Work to be completed
Transcribe the data underneath exactly, keeping every word in place.

Dataset excerpts
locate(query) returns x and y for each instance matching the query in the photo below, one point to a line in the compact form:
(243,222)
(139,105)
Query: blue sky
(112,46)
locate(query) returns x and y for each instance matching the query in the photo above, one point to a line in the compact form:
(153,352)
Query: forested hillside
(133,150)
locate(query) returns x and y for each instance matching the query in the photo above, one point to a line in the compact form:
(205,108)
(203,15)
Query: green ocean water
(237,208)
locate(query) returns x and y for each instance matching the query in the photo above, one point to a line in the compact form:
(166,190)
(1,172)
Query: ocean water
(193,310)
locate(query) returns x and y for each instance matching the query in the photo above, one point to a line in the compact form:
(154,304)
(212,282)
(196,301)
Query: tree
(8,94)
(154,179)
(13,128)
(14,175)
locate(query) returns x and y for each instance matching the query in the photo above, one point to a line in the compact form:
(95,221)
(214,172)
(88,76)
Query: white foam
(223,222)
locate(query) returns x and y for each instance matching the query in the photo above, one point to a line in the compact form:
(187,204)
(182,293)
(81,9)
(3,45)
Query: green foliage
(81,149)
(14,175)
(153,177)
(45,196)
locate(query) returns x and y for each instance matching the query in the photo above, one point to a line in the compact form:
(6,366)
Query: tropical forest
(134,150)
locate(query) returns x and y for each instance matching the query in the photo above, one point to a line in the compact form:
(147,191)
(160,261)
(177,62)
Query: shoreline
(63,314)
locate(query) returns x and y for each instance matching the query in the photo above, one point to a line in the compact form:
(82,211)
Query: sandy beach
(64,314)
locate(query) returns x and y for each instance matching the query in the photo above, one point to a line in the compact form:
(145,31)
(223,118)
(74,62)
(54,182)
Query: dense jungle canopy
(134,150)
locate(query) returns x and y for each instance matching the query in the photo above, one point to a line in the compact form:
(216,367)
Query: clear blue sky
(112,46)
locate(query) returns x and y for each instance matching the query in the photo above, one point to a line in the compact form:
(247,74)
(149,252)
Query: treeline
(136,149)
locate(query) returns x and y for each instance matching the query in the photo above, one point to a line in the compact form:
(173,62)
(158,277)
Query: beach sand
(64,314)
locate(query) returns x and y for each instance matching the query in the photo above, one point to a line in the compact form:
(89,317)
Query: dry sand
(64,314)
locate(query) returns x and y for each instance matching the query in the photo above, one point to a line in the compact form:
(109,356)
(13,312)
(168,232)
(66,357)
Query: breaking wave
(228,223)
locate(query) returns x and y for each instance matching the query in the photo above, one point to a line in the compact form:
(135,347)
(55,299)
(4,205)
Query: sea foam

Solution below
locate(query) returns x and y for each instance matching the query in the photo below, one point to a line in the compact form:
(243,222)
(139,105)
Query: blue sky
(112,46)
locate(query) returns x and y for each instance matching the query in the photo above, one point to a line in the compact form:
(153,352)
Query: forested hillside
(133,150)
locate(query) returns x and y for each instance matching the query in the photo above, one point to a line in the compact form:
(205,108)
(203,15)
Query: green ocean water
(237,208)
locate(query) returns x and y for each instance matching the query in the photo above, one point to a line in the compact form:
(166,190)
(1,172)
Query: ocean water
(193,310)
locate(query) returns x and y for each instance matching the query in the photo above, one point to a line in the compact form:
(154,304)
(212,282)
(196,301)
Query: tree
(8,94)
(154,179)
(13,128)
(14,175)
locate(query) returns x and y for each instance matching the query in the photo above, one point to a line in the compact form:
(95,221)
(214,172)
(88,76)
Query: white foam
(223,222)
locate(query) returns x and y for each instance matching the query in the photo above, one point to a line in the compact form:
(187,204)
(182,293)
(81,9)
(3,45)
Query: green foliage
(81,149)
(14,175)
(153,177)
(45,196)
locate(query) returns x and y for each instance matching the query in the photo above, one point to a line in the compact form:
(6,366)
Query: tropical forest
(134,150)
locate(query) returns x and y for each instance matching the query in the photo above, one point to a line in the compact form:
(147,191)
(160,261)
(177,62)
Query: shoreline
(63,314)
locate(query) returns x and y for each instance matching the query in the photo above, one point to a line in the compact form:
(82,211)
Query: sandy beach
(64,314)
locate(query) returns x and y for each instance matching the query in the photo above, one point to a line in the compact form:
(145,31)
(223,118)
(74,62)
(54,182)
Query: dense jungle canopy
(134,150)
locate(query) returns x and y for each instance matching the query in the photo above, one point to a line in the compact form:
(216,367)
Query: clear blue sky
(112,46)
locate(query) returns x and y for each instance matching the query in the photo above, one point to a line in the compact form:
(247,74)
(149,252)
Query: treeline
(136,149)
locate(query) returns x and y for each instance matching the query in the photo above, one point to a line in the compact form:
(173,62)
(158,277)
Query: beach sand
(64,314)
locate(query) returns x and y for each instance matching the query in the photo above, one point to a line in the compact form:
(89,317)
Query: dry sand
(64,314)
locate(query) returns x and y for each instance matching the query in the photo above, one point to a line in the compact form:
(109,356)
(13,312)
(168,232)
(66,357)
Query: breaking wave
(228,223)
locate(query) returns x and y for each instance matching the query in the photo above, one point to a line in the compact form:
(135,347)
(55,299)
(4,205)
Query: sea foam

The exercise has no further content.